Assignment ::
Continue the news report on the acquittal of actress Rania Youssef, starting right after its final sentence.

An Egyptian court on Sunday acquitted actress Rania Youssef of indecent behaviour in public, corruption, contempt of religion, and making false statements in a controversial TV interview this year.
The Qasr Al Nil Court of Misdemeanours decided to postpone until February 28 another lawsuit against Youssef for comments she made about the hijab during the same interview, which were criticised as disrespectful to Islam.
Youssef, 47, took part in the interview in January, after which two prominent lawyers brought the lawsuits against her.
Ashraf Farahat and Ashraf Nagy publicly decried her comments in the interview broadcast on Iraqi satellite TV channel Al Rasheed, in which she discussed her controversial career with host Nizar Al Faris.
After the court’s ruling, Youssef posted a tweet celebrating her acquittal and thanked the Egyptian judiciary for being “the patron of rights and freedoms in Egypt”.
Her lawyer, Tarek El Awady, also posted a celebratory tweet announcing her innocence on Sunday. The National reached out to El Awady for comment on the verdict, but he declined.
In the interview, Youssef said Muslim women should not be made to wear the hijab in Egypt.
She told Al Faris that Islam did not mandate it and that it had been imposed on Egyptian culture, which she said did not include wearing the hijab until the 1970s.
Youssef claimed the wives of many Azhar scholars were not required to wear the hijab until a few decades ago.
“Hijab has nothing to do with covering a woman up, since most women don’t walk around the streets in beachwear," she said.
"There are other ways to cover a woman up."
Youssef also said how much she loved her body, and that this was why she made a habit of dressing provocatively, for which she had previously been criticised by Egyptian viewers.
She also used a Quranic verse to get her point across, offending many viewers.
After the social media storm from the interview, Youssef publicly attacked Al Faris, accusing him of presenting her comments out of context.
She said Al Faris cut out snippets from the full-length interview, making what she said sound more inflammatory than it was.
This month, Youssef announced on social media that she decided to take legal action against Al Faris, his show and Al Rasheed for the portrayal of her comments.

Stored data ::

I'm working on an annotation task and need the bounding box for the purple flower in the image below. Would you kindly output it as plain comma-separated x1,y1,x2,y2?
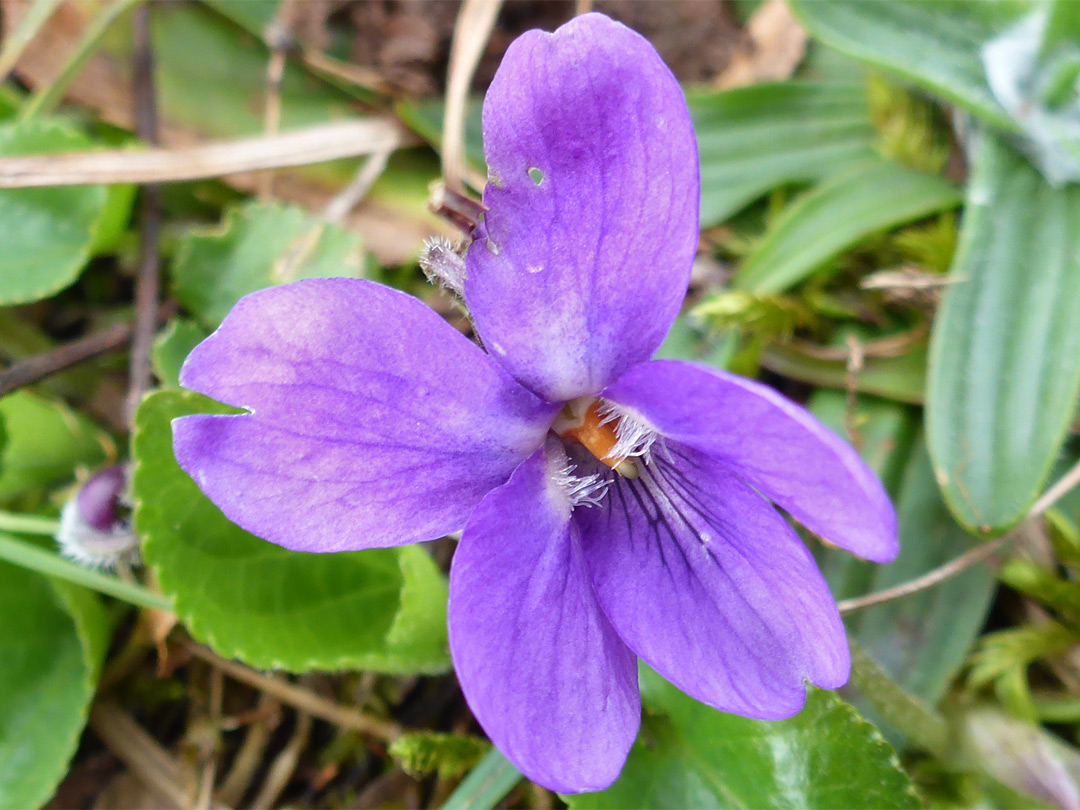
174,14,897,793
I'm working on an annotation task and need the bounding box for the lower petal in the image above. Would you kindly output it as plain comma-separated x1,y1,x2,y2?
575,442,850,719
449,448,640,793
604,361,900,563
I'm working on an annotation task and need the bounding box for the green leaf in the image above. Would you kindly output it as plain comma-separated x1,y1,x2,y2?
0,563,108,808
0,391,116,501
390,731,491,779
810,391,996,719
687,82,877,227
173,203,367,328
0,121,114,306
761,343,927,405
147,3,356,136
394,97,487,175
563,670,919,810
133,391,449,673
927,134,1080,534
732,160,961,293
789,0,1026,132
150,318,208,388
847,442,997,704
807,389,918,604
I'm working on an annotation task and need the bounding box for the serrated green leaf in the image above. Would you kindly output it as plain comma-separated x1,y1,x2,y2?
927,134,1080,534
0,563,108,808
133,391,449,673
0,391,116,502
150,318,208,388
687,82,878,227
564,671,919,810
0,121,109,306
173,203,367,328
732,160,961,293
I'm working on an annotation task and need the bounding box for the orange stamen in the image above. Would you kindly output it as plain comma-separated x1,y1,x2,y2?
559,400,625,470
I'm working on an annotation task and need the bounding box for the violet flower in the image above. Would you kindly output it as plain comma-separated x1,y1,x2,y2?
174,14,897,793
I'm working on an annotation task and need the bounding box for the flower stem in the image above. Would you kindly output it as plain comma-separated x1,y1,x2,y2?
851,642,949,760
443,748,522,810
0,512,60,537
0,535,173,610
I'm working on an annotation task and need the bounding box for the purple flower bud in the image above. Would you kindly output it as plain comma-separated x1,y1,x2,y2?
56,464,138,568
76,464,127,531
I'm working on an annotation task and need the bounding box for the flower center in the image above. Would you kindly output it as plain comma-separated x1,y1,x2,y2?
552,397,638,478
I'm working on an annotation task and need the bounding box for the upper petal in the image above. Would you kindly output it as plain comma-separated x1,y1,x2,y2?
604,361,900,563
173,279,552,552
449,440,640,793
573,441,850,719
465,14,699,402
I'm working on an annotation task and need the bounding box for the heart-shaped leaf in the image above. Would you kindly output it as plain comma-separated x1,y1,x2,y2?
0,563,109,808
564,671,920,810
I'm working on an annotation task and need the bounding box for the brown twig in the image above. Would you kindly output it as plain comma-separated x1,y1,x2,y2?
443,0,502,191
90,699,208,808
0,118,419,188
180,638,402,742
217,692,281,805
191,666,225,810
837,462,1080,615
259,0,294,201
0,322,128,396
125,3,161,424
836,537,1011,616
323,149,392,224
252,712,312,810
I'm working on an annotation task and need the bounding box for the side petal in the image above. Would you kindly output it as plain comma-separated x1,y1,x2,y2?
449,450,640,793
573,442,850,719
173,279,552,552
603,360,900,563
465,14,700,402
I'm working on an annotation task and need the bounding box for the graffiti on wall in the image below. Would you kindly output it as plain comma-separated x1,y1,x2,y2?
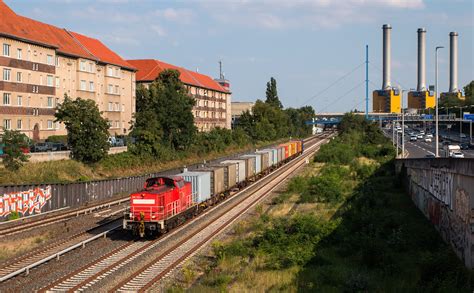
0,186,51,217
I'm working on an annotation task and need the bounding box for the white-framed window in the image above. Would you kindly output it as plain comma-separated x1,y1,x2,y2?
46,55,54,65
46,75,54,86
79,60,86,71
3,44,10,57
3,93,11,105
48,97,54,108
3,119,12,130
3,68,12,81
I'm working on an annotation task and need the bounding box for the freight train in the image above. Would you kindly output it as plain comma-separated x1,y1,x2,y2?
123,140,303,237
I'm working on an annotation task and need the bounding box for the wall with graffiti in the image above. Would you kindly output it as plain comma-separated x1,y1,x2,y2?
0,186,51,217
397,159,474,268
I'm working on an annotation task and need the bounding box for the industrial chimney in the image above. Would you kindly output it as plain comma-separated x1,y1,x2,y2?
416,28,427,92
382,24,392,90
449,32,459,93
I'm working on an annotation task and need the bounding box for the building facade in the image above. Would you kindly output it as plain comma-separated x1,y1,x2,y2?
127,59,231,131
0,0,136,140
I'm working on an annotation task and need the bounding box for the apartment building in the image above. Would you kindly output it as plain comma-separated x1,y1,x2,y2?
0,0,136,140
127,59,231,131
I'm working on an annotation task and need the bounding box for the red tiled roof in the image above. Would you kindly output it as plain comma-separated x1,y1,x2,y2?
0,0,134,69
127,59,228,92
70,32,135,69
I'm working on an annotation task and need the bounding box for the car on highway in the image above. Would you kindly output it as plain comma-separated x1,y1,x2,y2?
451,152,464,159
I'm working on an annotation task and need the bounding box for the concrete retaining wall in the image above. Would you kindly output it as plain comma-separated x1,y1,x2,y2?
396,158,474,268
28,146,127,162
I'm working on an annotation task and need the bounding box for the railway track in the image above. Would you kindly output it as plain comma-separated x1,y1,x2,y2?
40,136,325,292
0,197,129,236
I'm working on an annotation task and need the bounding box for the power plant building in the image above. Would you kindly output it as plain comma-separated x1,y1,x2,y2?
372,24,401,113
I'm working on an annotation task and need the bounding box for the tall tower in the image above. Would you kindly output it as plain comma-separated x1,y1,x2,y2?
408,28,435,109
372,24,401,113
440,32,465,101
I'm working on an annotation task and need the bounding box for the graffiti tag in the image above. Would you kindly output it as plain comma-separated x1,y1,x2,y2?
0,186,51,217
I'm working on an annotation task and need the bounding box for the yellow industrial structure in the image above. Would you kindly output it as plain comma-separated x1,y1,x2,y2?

Answer for the task ::
She claimed that throughout the interview, Al Faris asked her "blatantly insensitive" questions.
She said she deflected the questions in an exaggeratedly comedic way, which is an old industry trick to deal with disrespectful interviewers.
“It is customary that every profession has a strict and clear code of conduct that regulates it, but it is also known that every profession has a human honour code," Youssef wrote.
"The honour code is considered as the shadow of the law and the media honour code obliges media workers to respect their guests, especially if they are famous people."
In response to her lawsuit, Al Faris posted a video on social media, rejecting her claims that he acted dishonestly.
“You said what you said, I only asked you questions," he said. "You got yourself in trouble by yourself, with your own words.”
Al Faris promised that he would post recorded proof that Youssef was entirely happy with her interview in the end.
He claimed that he had behind-the-scenes footage of her expressing her gratitude for how he conducted the interview, and saying she was impressed with his questions.
Al Faris this month said he was filing for defamation against Youssef.
In 2018, she caused a stir with a see-through dress she wore at the Cairo International Film Festival, which catapulted her into the public eye.
Then in 2020, Youssef was ridiculed for comments she made about the Covid-19 pandemic.
"Humans defeated the dinosaurs and they can defeat corona," she said.